**Text shown**
VB Retirement Strategy
Our VB Retirement Strategy was a small document (26 pages) with several parts. It presented the case for VB retirement. It described the as-is and the to-be states of our processes and architectures. And it spelled out our guiding principles of .NET adoption. Most of the strategy was dedicated to describing the process improvements and other efforts that would be needed to ensure success. One of the most important aspects of the strategy was the set of guiding principles that would steer our decisions about .NET adoption. These principles are listed below:
- The effort will be gradual, spread across a three year timeline, and is scheduled to be complete prior to the Microsoft Visual Basic retirement date in March 2008.
- We will seek to minimize impact to business projects by aligning migration efforts with scheduled projects and avoiding code freezes.
- We will have a strong first year commitment to research and analysis so we can "get smarter" about the challenges up front and enjoy more predictable/efficient migrations in year two and three.
- We will attempt to leverage automated translation tools to the extent feasible.
- We will do a straight port of business logic, but allow structural changes in cases where technical incompatibilities exist or where we can move to common frameworks.
- Architecture/logic improvements can also occur if the cost of doing migration and project work together is lower than the cost of doing them separately.
- Rearchitecting: This is implementing non-functional improvements to our systems. Our definition of rearchitecting is beyond the syntax changes and API replacements inherent in the VB-to-.NET translation. Rearchitecting is concerned with taking advantage of object-oriented principles, structured exception handling, and other .NET features. It also entails restructuring how the components and layers of the application interact with one another. New frameworks are a key aspect of the rearchitecting process. Another major aspect of rearchitecting is the implementation of transitional architectures that allows us to incrementally retire legacy architectures as we move to new ones.
- Translation: This is the most basic work of the migration: converting working VB projects to functionally equivalent, maintainable C# projects. Our existing code is the best specification we have for our systems because it's accurate, detailed, and has been tested in use. Translation allows us to leverage this asset. The translation process deals with defining detailed VB-to-C# conversion standards, tuning conversion tools, and developing refactoring techniques.
- Retooling: This is updating development processes and developer skills to work with .NET. The retooling effort is concerned with overcoming the challenges that mixed language development presents for our configuration management, build, and deployment procedures. Retooling also involves training developers and enforcing conversion standards.

**Collected material**
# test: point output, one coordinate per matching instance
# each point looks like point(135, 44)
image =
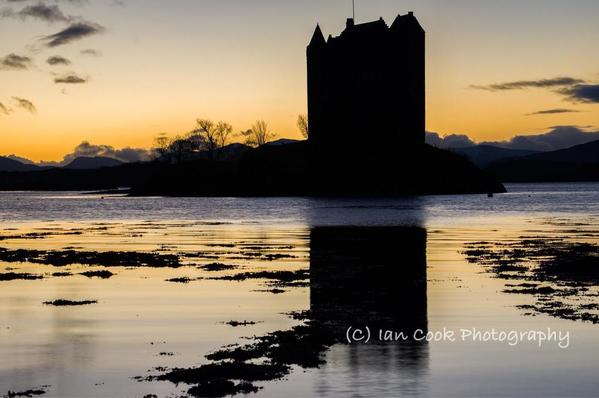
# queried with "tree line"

**Your tasks**
A. In the VB retirement strategy text, write out the stretch from "- We will do" through "doing them separately." again, switching "migration" to "conversion".
B. Please list the labeled work areas that the VB retirement strategy text defines at the start of its last three bullet points.
C. According to the VB retirement strategy text, when is the Microsoft Visual Basic retirement date?
The text can be handled without the listing.

**Answers to the tasks**
A.
- We will do a straight port of business logic, but allow structural changes in cases where technical incompatibilities exist or where we can move to common frameworks.
- Architecture/logic improvements can also occur if the cost of doing conversion and project work together is lower than the cost of doing them separately.

B. Rearchitecting, Translation, Retooling

C. March 2008